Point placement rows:
'''

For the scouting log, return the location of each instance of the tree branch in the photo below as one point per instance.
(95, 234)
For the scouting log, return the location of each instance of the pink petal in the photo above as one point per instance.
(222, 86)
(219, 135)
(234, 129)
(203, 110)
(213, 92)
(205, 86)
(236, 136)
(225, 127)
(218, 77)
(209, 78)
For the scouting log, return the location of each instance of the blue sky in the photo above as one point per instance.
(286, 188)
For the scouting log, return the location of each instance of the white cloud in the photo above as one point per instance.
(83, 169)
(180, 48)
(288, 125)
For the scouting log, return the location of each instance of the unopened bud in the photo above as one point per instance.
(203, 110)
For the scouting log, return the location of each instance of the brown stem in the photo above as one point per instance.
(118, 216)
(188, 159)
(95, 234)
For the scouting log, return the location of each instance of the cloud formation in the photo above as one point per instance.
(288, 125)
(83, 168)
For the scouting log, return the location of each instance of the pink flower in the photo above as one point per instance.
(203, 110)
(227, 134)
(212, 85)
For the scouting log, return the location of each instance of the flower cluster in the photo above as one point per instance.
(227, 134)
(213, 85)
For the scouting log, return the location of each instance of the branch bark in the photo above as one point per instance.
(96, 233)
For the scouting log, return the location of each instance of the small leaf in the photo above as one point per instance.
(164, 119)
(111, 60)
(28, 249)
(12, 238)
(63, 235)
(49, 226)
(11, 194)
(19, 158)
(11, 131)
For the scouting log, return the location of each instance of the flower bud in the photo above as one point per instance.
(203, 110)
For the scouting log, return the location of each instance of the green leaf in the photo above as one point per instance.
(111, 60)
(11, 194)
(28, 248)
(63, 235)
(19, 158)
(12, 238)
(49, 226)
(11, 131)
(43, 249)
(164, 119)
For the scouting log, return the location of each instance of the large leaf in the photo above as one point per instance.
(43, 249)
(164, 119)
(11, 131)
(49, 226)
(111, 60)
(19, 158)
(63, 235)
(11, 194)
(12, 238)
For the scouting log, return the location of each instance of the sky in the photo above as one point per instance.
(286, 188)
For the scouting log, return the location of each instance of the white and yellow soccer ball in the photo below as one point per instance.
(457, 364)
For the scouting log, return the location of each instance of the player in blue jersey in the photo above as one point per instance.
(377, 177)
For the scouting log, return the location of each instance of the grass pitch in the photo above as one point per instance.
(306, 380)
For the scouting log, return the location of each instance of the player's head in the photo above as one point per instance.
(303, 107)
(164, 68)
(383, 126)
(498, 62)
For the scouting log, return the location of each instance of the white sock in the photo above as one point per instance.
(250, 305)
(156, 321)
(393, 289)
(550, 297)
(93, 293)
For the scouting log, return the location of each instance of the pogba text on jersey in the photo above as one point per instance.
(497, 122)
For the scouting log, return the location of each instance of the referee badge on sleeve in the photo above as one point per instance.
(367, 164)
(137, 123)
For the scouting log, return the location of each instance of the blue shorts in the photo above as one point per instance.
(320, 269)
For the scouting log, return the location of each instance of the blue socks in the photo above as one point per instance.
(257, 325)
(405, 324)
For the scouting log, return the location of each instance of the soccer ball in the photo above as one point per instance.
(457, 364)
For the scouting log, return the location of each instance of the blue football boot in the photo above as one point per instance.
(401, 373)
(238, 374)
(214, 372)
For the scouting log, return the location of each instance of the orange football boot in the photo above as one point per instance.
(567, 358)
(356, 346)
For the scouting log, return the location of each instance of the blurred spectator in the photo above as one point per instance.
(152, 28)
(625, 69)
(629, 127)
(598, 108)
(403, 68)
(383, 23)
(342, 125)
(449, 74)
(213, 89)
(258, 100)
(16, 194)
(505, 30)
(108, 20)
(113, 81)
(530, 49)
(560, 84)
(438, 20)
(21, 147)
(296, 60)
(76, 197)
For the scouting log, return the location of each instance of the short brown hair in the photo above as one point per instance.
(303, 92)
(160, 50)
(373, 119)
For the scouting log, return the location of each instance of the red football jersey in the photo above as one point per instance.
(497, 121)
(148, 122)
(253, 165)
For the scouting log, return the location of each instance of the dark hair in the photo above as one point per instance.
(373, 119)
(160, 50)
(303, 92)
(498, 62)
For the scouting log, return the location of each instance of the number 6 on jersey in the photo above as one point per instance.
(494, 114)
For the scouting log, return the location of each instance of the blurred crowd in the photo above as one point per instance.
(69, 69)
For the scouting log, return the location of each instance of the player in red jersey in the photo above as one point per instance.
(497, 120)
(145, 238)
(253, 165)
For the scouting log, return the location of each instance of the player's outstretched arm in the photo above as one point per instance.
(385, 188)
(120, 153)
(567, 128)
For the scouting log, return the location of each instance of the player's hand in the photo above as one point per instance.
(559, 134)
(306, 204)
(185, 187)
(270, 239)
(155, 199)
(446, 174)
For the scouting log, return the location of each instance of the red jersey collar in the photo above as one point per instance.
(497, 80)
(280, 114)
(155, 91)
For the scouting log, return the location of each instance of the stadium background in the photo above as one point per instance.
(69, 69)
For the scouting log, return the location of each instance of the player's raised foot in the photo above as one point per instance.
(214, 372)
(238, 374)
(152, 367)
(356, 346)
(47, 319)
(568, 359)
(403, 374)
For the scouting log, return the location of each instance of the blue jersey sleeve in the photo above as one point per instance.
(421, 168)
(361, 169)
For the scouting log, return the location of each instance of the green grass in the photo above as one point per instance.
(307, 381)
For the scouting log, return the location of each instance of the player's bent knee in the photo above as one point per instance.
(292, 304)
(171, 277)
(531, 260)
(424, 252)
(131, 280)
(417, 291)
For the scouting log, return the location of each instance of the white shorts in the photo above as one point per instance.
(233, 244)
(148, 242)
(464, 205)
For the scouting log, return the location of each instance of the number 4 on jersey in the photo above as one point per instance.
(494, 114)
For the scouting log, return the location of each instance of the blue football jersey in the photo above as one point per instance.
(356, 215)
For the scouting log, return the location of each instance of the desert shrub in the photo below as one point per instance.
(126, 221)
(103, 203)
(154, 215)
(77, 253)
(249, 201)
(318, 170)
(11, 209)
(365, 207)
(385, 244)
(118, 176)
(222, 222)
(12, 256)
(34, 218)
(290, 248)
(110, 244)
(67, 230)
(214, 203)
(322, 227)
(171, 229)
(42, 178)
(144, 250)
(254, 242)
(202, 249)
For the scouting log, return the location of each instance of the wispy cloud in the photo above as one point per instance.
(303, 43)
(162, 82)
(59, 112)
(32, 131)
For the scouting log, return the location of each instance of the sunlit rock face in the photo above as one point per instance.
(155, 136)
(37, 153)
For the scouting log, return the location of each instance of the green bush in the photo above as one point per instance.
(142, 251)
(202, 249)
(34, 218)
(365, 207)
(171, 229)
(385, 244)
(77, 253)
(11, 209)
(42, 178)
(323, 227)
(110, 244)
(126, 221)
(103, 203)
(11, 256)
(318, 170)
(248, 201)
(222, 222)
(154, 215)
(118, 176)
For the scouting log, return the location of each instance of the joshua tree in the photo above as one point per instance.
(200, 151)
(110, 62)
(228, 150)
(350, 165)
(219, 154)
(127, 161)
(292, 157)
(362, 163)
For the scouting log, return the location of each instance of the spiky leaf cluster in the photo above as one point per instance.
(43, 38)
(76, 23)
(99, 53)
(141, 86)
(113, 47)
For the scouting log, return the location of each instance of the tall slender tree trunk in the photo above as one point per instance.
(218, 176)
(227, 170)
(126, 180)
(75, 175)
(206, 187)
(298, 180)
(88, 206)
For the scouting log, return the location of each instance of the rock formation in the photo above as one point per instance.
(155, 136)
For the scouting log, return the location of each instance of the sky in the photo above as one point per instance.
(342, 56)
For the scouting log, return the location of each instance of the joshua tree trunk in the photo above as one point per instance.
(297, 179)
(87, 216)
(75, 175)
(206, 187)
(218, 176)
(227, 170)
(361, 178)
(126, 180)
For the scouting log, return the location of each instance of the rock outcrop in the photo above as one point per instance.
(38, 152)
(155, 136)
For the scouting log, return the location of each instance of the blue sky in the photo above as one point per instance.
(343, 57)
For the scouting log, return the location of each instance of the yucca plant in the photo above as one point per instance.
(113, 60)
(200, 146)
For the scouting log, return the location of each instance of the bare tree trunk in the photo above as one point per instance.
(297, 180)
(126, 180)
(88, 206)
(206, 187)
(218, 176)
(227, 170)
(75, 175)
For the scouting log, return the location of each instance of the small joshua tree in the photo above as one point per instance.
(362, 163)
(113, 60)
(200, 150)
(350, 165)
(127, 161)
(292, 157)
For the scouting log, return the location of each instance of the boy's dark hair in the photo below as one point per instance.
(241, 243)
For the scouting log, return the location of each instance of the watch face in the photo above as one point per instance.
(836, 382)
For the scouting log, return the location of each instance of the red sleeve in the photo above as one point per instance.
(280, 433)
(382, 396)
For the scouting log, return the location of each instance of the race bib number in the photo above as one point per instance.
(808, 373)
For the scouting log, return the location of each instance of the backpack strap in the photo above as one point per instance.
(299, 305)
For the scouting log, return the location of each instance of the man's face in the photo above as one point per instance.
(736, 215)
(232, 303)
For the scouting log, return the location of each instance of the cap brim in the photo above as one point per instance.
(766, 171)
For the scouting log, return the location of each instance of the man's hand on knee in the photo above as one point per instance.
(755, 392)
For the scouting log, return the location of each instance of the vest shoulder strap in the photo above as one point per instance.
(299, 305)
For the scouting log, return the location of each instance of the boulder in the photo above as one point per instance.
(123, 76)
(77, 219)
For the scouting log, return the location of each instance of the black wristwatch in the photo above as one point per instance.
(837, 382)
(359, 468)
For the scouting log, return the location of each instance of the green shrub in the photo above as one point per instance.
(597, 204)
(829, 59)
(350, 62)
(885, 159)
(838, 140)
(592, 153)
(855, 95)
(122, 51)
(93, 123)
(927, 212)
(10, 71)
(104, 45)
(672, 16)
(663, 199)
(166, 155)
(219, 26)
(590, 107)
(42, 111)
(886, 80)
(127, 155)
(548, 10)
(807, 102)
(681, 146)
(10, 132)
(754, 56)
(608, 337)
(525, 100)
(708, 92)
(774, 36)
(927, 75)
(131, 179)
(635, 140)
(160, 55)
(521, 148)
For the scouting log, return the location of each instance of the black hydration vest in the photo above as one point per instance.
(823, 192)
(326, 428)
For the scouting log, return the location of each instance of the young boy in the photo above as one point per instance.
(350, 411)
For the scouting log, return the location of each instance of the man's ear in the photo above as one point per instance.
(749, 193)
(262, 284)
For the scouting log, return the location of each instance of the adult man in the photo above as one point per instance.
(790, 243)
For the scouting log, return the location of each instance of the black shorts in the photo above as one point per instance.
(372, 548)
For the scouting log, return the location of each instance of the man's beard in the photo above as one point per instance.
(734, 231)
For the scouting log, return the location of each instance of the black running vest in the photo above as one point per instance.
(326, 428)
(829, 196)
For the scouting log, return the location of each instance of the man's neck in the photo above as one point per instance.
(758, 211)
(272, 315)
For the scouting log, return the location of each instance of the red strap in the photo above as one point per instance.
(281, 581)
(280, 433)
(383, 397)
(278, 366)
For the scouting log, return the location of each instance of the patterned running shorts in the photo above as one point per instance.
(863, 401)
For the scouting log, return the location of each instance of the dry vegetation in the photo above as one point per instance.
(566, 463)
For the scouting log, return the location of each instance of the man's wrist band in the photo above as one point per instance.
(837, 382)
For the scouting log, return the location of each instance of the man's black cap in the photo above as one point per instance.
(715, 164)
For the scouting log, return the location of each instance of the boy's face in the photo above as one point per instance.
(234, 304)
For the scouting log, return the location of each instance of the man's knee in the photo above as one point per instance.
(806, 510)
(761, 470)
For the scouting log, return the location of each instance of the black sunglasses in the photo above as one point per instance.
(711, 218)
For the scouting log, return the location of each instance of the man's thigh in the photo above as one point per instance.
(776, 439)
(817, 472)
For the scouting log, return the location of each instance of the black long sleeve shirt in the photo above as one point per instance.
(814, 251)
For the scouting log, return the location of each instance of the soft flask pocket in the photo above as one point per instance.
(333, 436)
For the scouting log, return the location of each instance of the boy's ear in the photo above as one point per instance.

'''

Written instruction ▸ Please rewrite the rows from the line containing "of the soft" through the end of the rows, inclusive, substituting "field log" for "scouting log" and keeping everything else unchanged.

Result below ▸
For the field log, return the location of each instance of the soft flask pocket in the photo above as one point per instance.
(333, 436)
For the field log, return the location of each instance of the boy's ear in the photo above as one point per instance.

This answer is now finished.